Please convert the lines of the listing below, from the line holding "task: segment each instance of the spring" through the end of the listing, inclusive, into a JSON list of strings with one string per line. Leave out blank lines.
╭─ Data records
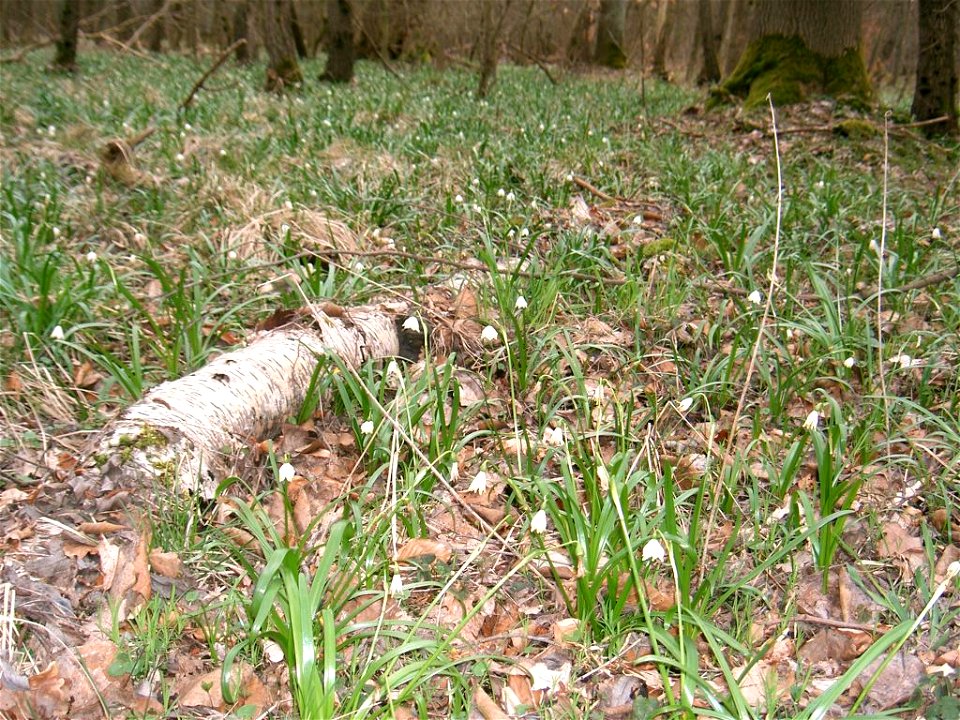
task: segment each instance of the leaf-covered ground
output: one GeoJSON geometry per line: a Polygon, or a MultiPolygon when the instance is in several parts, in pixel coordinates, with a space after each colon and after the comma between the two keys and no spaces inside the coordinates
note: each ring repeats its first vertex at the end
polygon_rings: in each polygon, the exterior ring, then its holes
{"type": "Polygon", "coordinates": [[[212,58],[46,61],[3,66],[0,713],[957,717],[956,145],[629,74],[180,111],[212,58]],[[419,359],[322,361],[213,501],[91,496],[151,386],[398,296],[419,359]]]}

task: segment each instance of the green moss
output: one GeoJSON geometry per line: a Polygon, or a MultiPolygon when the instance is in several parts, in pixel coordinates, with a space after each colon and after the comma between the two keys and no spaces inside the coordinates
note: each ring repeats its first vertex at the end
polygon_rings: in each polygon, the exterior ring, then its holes
{"type": "Polygon", "coordinates": [[[768,35],[754,40],[736,69],[711,91],[708,107],[744,98],[744,106],[777,106],[805,102],[819,94],[855,105],[870,101],[870,82],[858,50],[828,58],[815,53],[797,36],[768,35]]]}

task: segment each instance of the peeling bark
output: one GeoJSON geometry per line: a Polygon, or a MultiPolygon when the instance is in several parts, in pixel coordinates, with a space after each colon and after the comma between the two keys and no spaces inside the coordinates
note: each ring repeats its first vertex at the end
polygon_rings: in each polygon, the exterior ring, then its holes
{"type": "Polygon", "coordinates": [[[269,437],[300,409],[321,356],[359,367],[398,355],[397,323],[408,309],[396,302],[337,316],[314,308],[309,327],[271,330],[158,385],[104,430],[90,455],[96,471],[78,475],[75,491],[97,498],[98,510],[136,502],[157,484],[212,498],[250,440],[269,437]]]}

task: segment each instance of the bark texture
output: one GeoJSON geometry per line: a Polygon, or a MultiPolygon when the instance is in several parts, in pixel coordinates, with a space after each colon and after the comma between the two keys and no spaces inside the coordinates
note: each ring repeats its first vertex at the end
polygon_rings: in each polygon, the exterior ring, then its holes
{"type": "Polygon", "coordinates": [[[956,135],[957,127],[957,0],[920,0],[917,81],[913,114],[917,120],[946,117],[927,126],[930,134],[956,135]]]}
{"type": "MultiPolygon", "coordinates": [[[[200,370],[151,390],[108,427],[91,457],[97,471],[79,476],[81,495],[113,498],[155,484],[213,497],[251,439],[270,437],[295,414],[319,358],[351,367],[398,355],[398,318],[406,303],[361,306],[335,317],[312,313],[309,327],[264,333],[200,370]]],[[[122,498],[118,502],[123,502],[122,498]]]]}
{"type": "Polygon", "coordinates": [[[290,0],[263,1],[263,44],[270,58],[264,87],[271,92],[303,82],[290,24],[290,0]]]}
{"type": "Polygon", "coordinates": [[[624,28],[627,23],[627,0],[600,0],[600,22],[597,26],[597,47],[594,60],[611,68],[627,66],[624,28]]]}
{"type": "Polygon", "coordinates": [[[745,98],[751,107],[769,95],[790,105],[825,95],[867,105],[861,12],[859,0],[758,0],[752,39],[711,104],[745,98]]]}
{"type": "Polygon", "coordinates": [[[80,0],[63,0],[60,6],[60,39],[53,66],[57,70],[76,72],[77,38],[80,34],[80,0]]]}
{"type": "Polygon", "coordinates": [[[348,83],[353,80],[353,8],[350,0],[327,0],[327,67],[321,80],[348,83]]]}

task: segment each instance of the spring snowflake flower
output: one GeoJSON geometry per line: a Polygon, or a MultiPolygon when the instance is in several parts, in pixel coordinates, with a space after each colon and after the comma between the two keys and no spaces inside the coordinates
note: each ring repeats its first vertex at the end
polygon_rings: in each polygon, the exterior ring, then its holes
{"type": "Polygon", "coordinates": [[[473,480],[470,481],[470,487],[467,488],[467,492],[483,495],[483,493],[487,491],[487,480],[489,480],[488,475],[481,470],[473,476],[473,480]]]}
{"type": "Polygon", "coordinates": [[[552,447],[563,445],[563,428],[547,428],[543,433],[543,442],[552,447]]]}
{"type": "Polygon", "coordinates": [[[394,573],[390,579],[390,597],[396,597],[403,592],[403,578],[400,573],[394,573]]]}
{"type": "Polygon", "coordinates": [[[651,540],[647,540],[646,544],[643,546],[641,558],[644,562],[662,563],[667,559],[667,551],[664,550],[663,545],[659,540],[653,538],[651,540]]]}
{"type": "Polygon", "coordinates": [[[547,513],[541,508],[537,510],[530,519],[530,532],[543,535],[547,531],[547,513]]]}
╰─
§ **Correct result**
[
  "task: segment each instance of the spring snowflake flower",
  "output: one GeoJSON geometry per line: a Polygon, or a MultiPolygon when the instance is in several parts, in pixel coordinates, with a space after each colon and after the comma between the two keys and no spaces inside the coordinates",
  "note: each ring repeats its first vertex at the end",
  "polygon_rings: in each polygon, the exterior ring, then its holes",
  "{\"type\": \"Polygon\", \"coordinates\": [[[473,480],[470,481],[470,487],[467,488],[467,492],[483,495],[483,493],[487,491],[487,480],[489,480],[488,475],[481,470],[473,476],[473,480]]]}",
  "{\"type\": \"Polygon\", \"coordinates\": [[[552,447],[563,445],[563,428],[547,428],[543,433],[543,442],[552,447]]]}",
  "{\"type\": \"Polygon\", \"coordinates\": [[[394,573],[390,579],[390,597],[396,597],[403,592],[403,578],[400,573],[394,573]]]}",
  "{\"type\": \"Polygon\", \"coordinates\": [[[651,540],[647,540],[646,544],[643,546],[641,558],[644,562],[662,563],[667,559],[667,551],[664,550],[663,545],[659,540],[653,538],[651,540]]]}",
  "{\"type\": \"Polygon\", \"coordinates\": [[[547,513],[541,508],[537,510],[530,519],[530,532],[543,535],[547,531],[547,513]]]}"
]